---------- Available data ----------

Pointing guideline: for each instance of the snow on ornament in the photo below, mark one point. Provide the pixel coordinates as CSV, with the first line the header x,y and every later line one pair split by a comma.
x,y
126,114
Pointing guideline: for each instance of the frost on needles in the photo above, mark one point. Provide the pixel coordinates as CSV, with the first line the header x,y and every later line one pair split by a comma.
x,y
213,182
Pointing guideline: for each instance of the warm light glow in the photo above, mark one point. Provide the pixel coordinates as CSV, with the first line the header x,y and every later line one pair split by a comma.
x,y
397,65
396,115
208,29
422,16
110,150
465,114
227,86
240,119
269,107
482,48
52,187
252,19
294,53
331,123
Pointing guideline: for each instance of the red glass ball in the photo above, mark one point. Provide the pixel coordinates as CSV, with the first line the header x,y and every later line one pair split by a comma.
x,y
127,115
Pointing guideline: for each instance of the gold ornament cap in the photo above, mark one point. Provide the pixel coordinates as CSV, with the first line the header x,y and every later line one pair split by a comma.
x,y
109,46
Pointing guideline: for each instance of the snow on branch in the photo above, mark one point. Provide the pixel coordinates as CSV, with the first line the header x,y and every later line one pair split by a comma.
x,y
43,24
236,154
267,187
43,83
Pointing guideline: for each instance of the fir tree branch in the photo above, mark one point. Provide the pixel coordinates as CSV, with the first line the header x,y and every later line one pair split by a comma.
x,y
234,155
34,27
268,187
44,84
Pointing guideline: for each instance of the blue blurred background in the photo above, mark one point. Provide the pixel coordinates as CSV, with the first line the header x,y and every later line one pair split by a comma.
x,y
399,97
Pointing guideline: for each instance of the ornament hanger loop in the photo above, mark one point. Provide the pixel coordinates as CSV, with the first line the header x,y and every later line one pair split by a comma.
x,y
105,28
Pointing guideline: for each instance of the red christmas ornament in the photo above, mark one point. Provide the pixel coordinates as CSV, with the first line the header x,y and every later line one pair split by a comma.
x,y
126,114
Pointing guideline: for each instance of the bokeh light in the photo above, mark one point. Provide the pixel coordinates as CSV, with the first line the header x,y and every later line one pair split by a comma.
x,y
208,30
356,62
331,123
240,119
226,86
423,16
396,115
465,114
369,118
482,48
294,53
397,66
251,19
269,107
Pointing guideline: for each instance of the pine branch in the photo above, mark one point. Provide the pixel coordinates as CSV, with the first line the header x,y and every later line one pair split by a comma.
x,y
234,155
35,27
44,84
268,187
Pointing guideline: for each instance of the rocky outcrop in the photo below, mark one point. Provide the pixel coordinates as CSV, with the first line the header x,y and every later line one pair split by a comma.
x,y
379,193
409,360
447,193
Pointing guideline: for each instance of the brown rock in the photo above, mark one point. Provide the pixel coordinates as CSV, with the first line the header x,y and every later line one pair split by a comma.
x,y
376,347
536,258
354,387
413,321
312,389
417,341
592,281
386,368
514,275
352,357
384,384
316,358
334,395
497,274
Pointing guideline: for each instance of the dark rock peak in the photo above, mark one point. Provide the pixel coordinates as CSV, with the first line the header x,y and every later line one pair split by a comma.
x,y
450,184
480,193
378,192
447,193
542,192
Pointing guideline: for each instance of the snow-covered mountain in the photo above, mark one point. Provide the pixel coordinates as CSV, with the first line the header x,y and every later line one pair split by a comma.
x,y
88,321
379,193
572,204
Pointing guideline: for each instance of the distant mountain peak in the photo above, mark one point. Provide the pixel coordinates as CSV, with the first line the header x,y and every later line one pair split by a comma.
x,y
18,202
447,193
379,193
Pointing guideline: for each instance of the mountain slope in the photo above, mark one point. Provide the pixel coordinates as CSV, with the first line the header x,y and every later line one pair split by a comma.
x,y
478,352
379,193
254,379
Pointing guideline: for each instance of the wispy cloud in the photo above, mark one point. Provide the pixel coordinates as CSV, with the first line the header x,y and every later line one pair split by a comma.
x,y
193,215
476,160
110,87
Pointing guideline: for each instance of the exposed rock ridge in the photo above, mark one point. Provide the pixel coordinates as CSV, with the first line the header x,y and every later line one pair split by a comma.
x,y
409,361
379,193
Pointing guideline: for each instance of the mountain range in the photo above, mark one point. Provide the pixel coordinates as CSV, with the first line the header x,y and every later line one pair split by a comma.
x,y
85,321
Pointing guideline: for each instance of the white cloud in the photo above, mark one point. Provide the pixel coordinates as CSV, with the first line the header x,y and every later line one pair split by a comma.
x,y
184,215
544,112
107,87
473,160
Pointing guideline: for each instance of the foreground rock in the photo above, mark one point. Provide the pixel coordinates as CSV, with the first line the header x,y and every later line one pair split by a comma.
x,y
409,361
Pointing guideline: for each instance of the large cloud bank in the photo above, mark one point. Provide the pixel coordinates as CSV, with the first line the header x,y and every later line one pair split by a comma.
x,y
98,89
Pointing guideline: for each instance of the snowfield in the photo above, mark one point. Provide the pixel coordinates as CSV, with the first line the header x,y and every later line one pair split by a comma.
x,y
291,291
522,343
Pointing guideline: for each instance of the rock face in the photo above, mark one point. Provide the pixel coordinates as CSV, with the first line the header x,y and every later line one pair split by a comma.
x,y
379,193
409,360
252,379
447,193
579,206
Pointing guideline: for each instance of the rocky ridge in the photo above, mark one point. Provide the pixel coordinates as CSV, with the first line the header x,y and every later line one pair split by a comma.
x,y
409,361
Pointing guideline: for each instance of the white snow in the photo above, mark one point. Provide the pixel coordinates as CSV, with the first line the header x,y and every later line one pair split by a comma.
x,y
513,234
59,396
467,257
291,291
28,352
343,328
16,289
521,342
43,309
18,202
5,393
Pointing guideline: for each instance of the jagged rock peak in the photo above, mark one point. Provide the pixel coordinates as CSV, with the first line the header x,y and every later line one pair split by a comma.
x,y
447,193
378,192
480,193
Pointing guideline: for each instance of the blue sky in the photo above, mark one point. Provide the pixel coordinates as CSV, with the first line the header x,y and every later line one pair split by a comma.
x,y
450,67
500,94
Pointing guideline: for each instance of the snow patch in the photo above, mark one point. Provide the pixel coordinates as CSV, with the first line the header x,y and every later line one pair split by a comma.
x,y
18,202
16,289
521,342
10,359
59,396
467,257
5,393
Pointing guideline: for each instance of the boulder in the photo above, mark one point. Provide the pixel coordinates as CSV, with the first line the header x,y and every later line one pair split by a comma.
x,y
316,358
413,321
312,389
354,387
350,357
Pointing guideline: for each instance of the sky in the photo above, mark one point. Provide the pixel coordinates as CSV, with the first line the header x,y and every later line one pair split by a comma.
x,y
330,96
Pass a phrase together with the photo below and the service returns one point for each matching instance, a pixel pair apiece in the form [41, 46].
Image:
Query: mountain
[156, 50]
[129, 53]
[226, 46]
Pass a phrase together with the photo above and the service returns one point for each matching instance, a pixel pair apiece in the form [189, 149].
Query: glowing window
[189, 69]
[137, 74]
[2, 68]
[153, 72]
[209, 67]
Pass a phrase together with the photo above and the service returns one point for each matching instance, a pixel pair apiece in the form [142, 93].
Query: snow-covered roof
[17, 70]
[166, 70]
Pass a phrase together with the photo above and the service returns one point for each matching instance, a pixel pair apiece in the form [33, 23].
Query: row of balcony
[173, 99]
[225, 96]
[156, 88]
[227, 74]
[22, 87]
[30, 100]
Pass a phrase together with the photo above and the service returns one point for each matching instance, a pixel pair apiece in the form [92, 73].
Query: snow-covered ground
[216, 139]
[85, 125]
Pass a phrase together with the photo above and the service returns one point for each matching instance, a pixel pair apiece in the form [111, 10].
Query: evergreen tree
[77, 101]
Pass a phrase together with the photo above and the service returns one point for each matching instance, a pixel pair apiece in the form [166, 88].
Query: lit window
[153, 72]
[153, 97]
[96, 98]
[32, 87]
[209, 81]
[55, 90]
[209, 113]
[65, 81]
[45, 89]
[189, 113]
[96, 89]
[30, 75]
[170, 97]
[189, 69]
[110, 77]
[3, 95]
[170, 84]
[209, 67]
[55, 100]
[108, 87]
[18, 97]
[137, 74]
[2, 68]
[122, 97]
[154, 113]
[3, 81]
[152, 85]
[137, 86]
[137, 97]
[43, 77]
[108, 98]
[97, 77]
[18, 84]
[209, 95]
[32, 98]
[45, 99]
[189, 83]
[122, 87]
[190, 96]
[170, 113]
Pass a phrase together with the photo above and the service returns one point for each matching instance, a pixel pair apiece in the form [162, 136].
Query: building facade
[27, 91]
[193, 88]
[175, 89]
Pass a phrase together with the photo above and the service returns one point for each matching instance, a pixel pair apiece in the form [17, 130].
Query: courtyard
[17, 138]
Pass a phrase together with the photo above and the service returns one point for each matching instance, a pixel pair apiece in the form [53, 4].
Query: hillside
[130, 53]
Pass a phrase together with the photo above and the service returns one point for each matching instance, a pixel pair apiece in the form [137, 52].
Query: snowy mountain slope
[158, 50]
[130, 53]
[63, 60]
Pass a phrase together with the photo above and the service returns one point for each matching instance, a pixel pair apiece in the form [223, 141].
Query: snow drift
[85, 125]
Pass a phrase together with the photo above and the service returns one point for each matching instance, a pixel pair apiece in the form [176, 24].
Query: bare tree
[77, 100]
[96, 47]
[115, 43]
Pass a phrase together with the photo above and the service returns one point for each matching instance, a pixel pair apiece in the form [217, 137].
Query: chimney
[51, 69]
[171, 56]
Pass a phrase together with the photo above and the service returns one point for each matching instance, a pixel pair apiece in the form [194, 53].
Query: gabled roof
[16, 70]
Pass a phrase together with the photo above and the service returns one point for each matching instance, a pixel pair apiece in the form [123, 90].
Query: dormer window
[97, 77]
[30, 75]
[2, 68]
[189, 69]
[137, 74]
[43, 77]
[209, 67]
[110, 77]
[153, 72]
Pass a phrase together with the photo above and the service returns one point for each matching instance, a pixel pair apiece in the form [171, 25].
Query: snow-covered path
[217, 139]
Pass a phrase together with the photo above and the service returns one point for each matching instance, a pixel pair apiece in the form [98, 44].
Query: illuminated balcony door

----------

**Task details**
Starting at the line that contains "form [223, 141].", copy each line exactly through the end of the listing above. Include that first line and the last one, and add nothing.

**Solved problem**
Pass a phrase together with the photo above and the service returns one point for each matching instance, a pixel pair apiece in the form [223, 141].
Query: snow drift
[85, 125]
Pass a phrase together with the photo above and the service returns one point for each matching instance, a pixel pair apiece in the form [176, 24].
Query: bare tree
[77, 100]
[96, 47]
[115, 43]
Pass a phrase together with the photo above and the service returns one point for each matching instance, a pixel pair apiece in the form [217, 137].
Query: chimney
[51, 69]
[171, 56]
Pass a phrase together with the photo above and the service returns one point for each matching instance, a pixel pair apiece in the form [194, 53].
Query: gabled roof
[16, 70]
Pass a phrase together with the photo above and the service returns one point for each matching instance, a pixel pair apiece in the form [123, 90].
Query: dormer window
[97, 77]
[30, 75]
[2, 68]
[189, 69]
[137, 74]
[43, 77]
[209, 67]
[110, 77]
[153, 72]
Pass a phrase together with the photo above and the service returns one point for each matching instance, a pixel pair apiece in the form [171, 25].
Query: snow-covered path
[217, 139]
Pass a phrase together with the photo above and the service returns one point for each matching instance, a pixel pair apiece in the form [98, 44].
Query: illuminated balcony door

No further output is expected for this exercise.